* **Task brief**
Please set down the lines of the listing below word for word, from the line containing "boy's hair by giving the bounding box." through the line containing "[0,0,960,433]", both included.

* **Excerpts of bounding box data**
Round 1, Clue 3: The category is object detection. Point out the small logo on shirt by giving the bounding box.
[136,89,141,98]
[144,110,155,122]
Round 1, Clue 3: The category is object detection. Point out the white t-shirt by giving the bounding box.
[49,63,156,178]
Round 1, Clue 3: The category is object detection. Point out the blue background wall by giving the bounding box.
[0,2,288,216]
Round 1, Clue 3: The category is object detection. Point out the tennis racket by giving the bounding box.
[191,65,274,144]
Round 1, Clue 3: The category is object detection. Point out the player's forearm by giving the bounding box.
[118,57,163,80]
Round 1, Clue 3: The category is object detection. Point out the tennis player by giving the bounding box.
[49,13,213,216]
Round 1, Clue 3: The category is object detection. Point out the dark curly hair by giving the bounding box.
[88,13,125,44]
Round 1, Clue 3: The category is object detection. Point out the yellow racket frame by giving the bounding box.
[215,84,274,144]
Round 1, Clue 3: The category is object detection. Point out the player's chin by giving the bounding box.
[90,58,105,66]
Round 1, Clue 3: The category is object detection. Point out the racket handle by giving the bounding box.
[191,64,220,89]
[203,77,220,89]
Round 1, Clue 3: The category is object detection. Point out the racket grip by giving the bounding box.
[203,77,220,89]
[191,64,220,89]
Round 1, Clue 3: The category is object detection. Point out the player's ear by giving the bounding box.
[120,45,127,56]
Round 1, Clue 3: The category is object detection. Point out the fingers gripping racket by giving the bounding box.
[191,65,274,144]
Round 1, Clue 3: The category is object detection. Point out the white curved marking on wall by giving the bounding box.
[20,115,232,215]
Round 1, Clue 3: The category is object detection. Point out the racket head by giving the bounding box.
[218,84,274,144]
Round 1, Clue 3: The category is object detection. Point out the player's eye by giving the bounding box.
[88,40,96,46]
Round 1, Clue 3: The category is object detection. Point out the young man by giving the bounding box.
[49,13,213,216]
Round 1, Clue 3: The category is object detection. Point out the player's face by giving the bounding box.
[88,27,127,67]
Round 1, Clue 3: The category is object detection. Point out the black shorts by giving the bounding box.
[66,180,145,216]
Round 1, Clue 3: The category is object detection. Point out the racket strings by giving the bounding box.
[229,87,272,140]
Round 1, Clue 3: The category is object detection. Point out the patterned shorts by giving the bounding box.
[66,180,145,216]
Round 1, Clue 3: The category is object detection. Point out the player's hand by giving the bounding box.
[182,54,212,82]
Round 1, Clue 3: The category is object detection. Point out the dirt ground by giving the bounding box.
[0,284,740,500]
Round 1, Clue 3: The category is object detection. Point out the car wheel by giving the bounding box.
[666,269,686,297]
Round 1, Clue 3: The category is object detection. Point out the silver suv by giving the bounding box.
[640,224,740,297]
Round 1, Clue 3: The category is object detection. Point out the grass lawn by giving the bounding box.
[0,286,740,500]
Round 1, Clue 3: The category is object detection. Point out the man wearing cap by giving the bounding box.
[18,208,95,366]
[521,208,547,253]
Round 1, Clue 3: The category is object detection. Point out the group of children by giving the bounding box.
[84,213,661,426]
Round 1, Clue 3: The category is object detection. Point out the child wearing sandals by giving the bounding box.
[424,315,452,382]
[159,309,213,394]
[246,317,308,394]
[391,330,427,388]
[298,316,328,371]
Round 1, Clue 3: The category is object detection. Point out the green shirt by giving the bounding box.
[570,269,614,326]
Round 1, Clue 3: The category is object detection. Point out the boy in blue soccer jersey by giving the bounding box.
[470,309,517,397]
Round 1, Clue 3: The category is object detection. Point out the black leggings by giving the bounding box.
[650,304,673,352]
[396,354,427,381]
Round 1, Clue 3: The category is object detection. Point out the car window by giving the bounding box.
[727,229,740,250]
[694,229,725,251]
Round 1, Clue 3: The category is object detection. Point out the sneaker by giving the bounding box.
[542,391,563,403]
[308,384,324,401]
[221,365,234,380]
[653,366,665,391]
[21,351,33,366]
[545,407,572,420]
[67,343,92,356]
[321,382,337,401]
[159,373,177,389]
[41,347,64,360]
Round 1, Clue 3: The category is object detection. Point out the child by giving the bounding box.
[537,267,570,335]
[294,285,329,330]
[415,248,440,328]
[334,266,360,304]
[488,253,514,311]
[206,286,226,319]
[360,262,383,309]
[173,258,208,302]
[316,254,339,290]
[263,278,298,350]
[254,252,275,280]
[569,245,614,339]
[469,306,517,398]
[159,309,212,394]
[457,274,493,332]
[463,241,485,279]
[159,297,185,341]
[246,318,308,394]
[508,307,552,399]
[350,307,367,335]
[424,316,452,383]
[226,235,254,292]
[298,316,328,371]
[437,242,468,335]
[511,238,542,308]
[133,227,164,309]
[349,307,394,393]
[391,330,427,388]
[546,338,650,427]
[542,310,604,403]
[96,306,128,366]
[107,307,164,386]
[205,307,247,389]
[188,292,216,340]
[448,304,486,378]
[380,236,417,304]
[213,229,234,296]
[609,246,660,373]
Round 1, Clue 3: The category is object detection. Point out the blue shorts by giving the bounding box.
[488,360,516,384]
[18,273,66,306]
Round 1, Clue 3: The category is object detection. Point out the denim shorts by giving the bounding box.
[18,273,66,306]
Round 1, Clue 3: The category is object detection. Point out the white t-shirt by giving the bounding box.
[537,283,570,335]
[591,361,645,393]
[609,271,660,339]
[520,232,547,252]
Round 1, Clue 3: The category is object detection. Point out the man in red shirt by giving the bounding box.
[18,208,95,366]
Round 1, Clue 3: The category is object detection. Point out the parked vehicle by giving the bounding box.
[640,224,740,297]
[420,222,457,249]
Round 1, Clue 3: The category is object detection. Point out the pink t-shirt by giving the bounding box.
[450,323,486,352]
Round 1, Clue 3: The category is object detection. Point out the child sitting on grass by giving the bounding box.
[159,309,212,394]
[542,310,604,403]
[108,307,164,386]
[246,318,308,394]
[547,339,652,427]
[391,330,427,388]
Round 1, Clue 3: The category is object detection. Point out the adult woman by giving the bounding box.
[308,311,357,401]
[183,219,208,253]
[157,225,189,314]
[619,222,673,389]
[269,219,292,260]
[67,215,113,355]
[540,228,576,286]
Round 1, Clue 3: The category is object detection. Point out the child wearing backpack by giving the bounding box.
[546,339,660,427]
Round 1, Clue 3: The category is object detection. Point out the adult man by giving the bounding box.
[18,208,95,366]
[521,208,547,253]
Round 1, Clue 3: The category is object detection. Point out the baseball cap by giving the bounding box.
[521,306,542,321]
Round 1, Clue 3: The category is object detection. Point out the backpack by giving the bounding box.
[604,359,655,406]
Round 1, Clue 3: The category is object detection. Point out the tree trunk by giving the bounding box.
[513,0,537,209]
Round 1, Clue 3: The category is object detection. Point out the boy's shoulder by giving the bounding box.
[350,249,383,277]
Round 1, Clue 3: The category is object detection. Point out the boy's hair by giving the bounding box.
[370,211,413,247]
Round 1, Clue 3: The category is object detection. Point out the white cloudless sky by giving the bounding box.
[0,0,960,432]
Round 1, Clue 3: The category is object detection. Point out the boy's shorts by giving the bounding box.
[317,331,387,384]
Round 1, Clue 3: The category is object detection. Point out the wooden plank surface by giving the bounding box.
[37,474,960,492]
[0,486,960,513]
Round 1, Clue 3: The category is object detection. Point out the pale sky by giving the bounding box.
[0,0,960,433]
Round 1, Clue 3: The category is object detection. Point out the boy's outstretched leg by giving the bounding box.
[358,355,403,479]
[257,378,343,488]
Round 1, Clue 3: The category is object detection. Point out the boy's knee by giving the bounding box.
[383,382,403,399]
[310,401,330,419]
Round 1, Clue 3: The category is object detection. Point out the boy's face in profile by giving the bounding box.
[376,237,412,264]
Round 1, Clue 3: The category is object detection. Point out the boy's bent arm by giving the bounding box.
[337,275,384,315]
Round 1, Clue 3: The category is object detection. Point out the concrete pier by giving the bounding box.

* **Task response**
Round 1, Clue 3: The category is object detection. Point out the boy's hair by giving the bounding box.
[370,211,413,247]
Round 1, Clue 3: The category is object detection. Point out the white cloudless sky by giving the bounding box.
[0,0,960,432]
Round 1, Clue 3: The category is object detection. Point out the boy's shorts by giving the bounding box.
[317,331,387,384]
Round 1, Clue 3: The category is object detection. Point out the wooden plank surface by giving the bounding box.
[37,474,960,492]
[0,486,960,513]
Round 1, Clue 3: The category is object detection. Point out the pale sky by giving the bounding box.
[0,0,960,433]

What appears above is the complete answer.